Set exercise:
Turn all of the material below into a numbered list with one entry per line, skipping blank lines. Leave the pictures out of the list.

Records provided:
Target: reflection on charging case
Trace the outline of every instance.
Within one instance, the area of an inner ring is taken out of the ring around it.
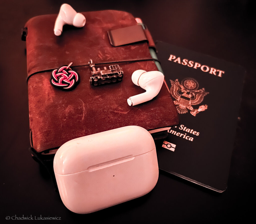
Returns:
[[[142,196],[158,179],[153,138],[138,126],[69,141],[57,151],[54,167],[63,203],[80,214]]]

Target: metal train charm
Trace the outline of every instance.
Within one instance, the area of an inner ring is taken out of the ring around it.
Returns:
[[[104,70],[101,70],[99,68],[96,70],[91,59],[89,62],[89,64],[92,70],[92,76],[90,78],[91,85],[96,86],[122,80],[124,73],[118,65],[110,66],[108,69],[106,67],[104,67]]]

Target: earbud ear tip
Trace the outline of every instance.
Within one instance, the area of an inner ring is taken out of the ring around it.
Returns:
[[[86,19],[81,13],[77,13],[73,20],[73,25],[76,27],[82,27],[85,24]]]
[[[145,71],[140,69],[133,72],[132,75],[132,82],[136,85],[139,86],[138,84],[139,79],[143,73],[146,72]]]

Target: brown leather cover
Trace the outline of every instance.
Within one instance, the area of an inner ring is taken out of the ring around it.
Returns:
[[[86,18],[83,27],[65,25],[59,36],[53,32],[57,15],[35,17],[26,25],[31,146],[41,152],[75,138],[127,125],[149,130],[177,125],[177,111],[164,84],[152,100],[134,107],[127,103],[129,97],[144,91],[133,83],[133,72],[157,70],[153,61],[140,61],[151,57],[146,43],[116,47],[110,44],[107,31],[136,25],[133,16],[113,10],[82,14]],[[121,82],[94,86],[89,81],[90,68],[81,66],[91,59],[100,64],[138,61],[118,63],[124,71]],[[71,62],[80,77],[76,88],[67,92],[52,86],[51,70]]]

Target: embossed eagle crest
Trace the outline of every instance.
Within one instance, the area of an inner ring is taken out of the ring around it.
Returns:
[[[193,116],[200,111],[204,111],[208,107],[206,104],[201,105],[197,109],[194,109],[192,105],[201,103],[205,96],[209,93],[205,91],[204,88],[198,90],[198,82],[192,78],[186,78],[181,82],[181,84],[178,79],[175,81],[170,80],[172,86],[170,92],[173,97],[176,100],[174,101],[177,105],[176,108],[179,114],[186,114],[188,109]]]

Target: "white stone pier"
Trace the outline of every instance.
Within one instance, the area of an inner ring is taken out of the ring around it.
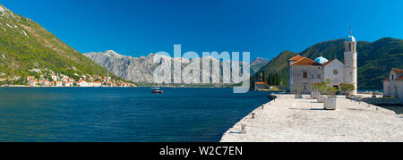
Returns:
[[[403,115],[393,111],[339,97],[337,110],[323,104],[279,95],[242,119],[221,142],[378,142],[403,141]],[[241,124],[245,133],[241,133]]]

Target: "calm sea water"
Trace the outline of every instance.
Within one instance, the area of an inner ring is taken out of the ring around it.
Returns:
[[[0,141],[219,141],[268,92],[0,88]]]

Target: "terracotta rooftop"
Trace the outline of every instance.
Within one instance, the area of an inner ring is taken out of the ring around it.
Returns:
[[[398,80],[403,80],[403,76],[400,76]]]
[[[392,71],[397,72],[397,73],[403,73],[403,70],[402,69],[393,68]]]
[[[322,65],[319,63],[316,63],[315,61],[304,57],[293,63],[291,63],[290,65]]]
[[[289,59],[289,61],[299,61],[299,60],[301,60],[303,58],[304,58],[304,56],[296,55],[296,56],[292,57],[291,59]]]
[[[336,60],[336,59],[334,59],[334,60]],[[323,66],[326,66],[326,65],[328,65],[329,63],[330,63],[331,62],[333,62],[334,60],[328,61],[328,62],[324,63],[322,65],[323,65]]]
[[[267,83],[263,82],[263,81],[258,81],[258,82],[255,82],[254,84],[267,84]]]

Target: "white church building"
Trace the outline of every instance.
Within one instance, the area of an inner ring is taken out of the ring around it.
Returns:
[[[311,85],[330,80],[330,86],[339,88],[340,84],[353,84],[356,88],[350,94],[356,95],[357,52],[356,38],[350,34],[345,40],[344,63],[334,59],[329,61],[322,55],[315,60],[296,55],[289,59],[289,89],[309,94]]]

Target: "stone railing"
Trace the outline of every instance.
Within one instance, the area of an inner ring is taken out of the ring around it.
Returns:
[[[403,101],[399,98],[381,98],[381,97],[348,97],[356,101],[362,101],[375,105],[403,105]]]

Task response:
1. Target: reflection on charging case
2. Trace the outline of every instance.
3. Within one instance, the area of an inner ring is taken out of the ring around it.
4. Returns:
5. [[[142,196],[158,179],[153,138],[138,126],[69,141],[57,151],[54,167],[63,203],[80,214]]]
6. Target: metal train charm
7. Trace the outline of every instance.
8. Within one instance, the area of an inner ring is taken out of the ring around it.
9. Returns:
10. [[[104,70],[101,70],[99,68],[96,70],[91,59],[89,62],[89,64],[92,70],[92,76],[90,78],[91,85],[96,86],[122,80],[124,73],[118,65],[110,66],[108,69],[106,67],[104,67]]]
11. Target: earbud ear tip
12. Trace the outline of every instance.
13. Within one instance, the area of an inner ring is taken out of the ring around it.
14. Returns:
15. [[[86,19],[81,13],[77,13],[73,20],[73,25],[76,27],[82,27],[85,24]]]
16. [[[145,71],[140,69],[133,72],[132,75],[132,82],[136,85],[139,86],[138,84],[139,79],[143,73],[146,72]]]
17. Target: brown leather cover
18. Trace the outline of every instance.
19. Within one instance, the area of an inner ring is taken out of the ring around it.
20. Returns:
21. [[[86,18],[83,27],[65,25],[59,36],[53,32],[57,15],[35,17],[26,25],[31,146],[41,152],[75,138],[127,125],[149,130],[177,125],[177,111],[164,84],[152,100],[134,107],[127,103],[129,97],[144,91],[133,83],[133,72],[157,70],[153,61],[140,61],[151,57],[146,43],[116,47],[110,44],[107,31],[136,25],[133,16],[113,10],[82,14]],[[121,82],[94,86],[89,81],[90,68],[81,66],[91,59],[100,64],[138,61],[118,63],[124,71]],[[71,62],[80,77],[76,88],[67,92],[52,86],[51,70]]]
22. Target: embossed eagle crest
23. Trace the outline of every instance.
24. Within one instance, the area of an inner ring is taken out of the ring around it.
25. Returns:
26. [[[193,116],[200,111],[204,111],[208,107],[206,104],[201,105],[197,109],[194,109],[192,105],[201,103],[205,96],[209,93],[205,91],[204,88],[198,90],[198,82],[192,78],[186,78],[181,82],[181,84],[178,79],[175,81],[170,80],[172,86],[170,92],[173,97],[176,100],[174,101],[177,105],[176,108],[179,114],[186,114],[188,109]]]
27. Target: "white stone pier"
28. Trace the outline of every instance.
29. Within one instance, the area of an inner ring is taken out of the ring around it.
30. Returns:
31. [[[403,115],[393,111],[339,97],[337,110],[323,104],[279,95],[242,119],[221,142],[378,142],[403,141]],[[241,124],[245,133],[241,133]]]
32. Target: "calm sea water"
33. Trace the outline of every instance.
34. Within one instance, the area of an inner ring is taken out of the ring around it.
35. Returns:
36. [[[0,141],[219,141],[268,92],[0,88]]]
37. Target: "terracotta rooftop"
38. Trace the outline of every instance.
39. Within one instance, the area of an inner ring is taken out of the ring around it.
40. Returns:
41. [[[398,80],[403,80],[403,76],[400,76]]]
42. [[[392,71],[397,72],[397,73],[403,73],[403,70],[402,69],[393,68]]]
43. [[[322,65],[319,63],[316,63],[315,61],[304,57],[293,63],[291,63],[290,65]]]
44. [[[289,59],[289,61],[299,61],[299,60],[301,60],[303,58],[304,58],[304,56],[296,55],[296,56],[292,57],[291,59]]]
45. [[[336,60],[336,59],[334,59],[334,60]],[[323,66],[326,66],[326,65],[328,65],[329,63],[330,63],[331,62],[333,62],[334,60],[328,61],[328,62],[324,63],[322,65],[323,65]]]
46. [[[267,83],[263,82],[263,81],[258,81],[258,82],[255,82],[254,84],[267,84]]]
47. Target: "white church building"
48. Trace the outline of every instance.
49. Within one instance, the area of an inner ring is taken out of the ring around it.
50. Returns:
51. [[[311,85],[330,80],[330,86],[339,88],[340,84],[353,84],[356,88],[350,94],[356,95],[357,52],[356,38],[350,34],[345,40],[344,63],[334,59],[329,61],[322,55],[315,60],[296,55],[289,59],[289,89],[309,94]]]
52. Target: "stone railing"
53. Trace the outline of every instance.
54. Within one instance, the area of an inner ring is taken out of the ring around it.
55. Returns:
56. [[[403,101],[399,98],[381,98],[381,97],[348,97],[356,101],[362,101],[375,105],[403,105]]]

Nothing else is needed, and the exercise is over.